▶ _Your task_
Within the entries below, every line containing "foundation" is to be copied.

▶ _Data for review_

>>>>>

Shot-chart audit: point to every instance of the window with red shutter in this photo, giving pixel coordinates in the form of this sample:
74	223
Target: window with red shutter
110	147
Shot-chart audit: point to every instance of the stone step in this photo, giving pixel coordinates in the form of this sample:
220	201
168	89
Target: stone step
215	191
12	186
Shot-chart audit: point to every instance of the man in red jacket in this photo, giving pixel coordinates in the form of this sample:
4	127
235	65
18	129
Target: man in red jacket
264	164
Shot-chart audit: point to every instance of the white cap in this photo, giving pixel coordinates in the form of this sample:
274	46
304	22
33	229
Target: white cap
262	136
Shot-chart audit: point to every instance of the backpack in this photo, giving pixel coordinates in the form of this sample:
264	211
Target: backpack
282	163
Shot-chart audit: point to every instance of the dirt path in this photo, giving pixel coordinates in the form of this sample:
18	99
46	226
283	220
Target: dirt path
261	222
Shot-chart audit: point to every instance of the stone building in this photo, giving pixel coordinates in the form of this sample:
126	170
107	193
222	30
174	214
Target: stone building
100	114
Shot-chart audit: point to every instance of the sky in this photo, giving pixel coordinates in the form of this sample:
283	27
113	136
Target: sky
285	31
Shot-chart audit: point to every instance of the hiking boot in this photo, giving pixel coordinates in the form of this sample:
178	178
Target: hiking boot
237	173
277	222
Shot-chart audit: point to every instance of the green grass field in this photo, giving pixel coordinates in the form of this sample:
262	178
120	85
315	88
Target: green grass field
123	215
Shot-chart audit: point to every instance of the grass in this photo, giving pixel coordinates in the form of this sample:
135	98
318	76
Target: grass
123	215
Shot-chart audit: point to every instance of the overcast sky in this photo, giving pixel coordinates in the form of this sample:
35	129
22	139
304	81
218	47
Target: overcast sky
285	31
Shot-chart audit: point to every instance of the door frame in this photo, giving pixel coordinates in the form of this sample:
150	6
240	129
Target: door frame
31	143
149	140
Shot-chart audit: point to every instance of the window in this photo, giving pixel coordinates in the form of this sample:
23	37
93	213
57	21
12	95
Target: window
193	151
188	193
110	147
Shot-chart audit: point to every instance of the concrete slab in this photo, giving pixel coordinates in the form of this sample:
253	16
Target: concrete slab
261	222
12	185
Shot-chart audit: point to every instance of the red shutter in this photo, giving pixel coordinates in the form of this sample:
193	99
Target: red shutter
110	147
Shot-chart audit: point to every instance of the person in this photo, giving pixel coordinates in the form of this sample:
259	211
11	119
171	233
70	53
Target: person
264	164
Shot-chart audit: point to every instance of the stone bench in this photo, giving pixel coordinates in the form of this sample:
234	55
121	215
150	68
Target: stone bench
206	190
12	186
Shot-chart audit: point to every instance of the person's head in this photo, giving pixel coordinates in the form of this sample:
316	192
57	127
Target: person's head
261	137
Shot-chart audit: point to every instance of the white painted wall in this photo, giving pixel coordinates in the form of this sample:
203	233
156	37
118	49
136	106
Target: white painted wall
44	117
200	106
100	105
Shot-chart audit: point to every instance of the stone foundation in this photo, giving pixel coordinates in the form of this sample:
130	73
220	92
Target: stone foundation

<<<<<

▶ _Response area_
Shot-chart audit: point to every instance of the stone foundation in this photo, giving pixel coordinates in the form of this sample:
Target: stone foundation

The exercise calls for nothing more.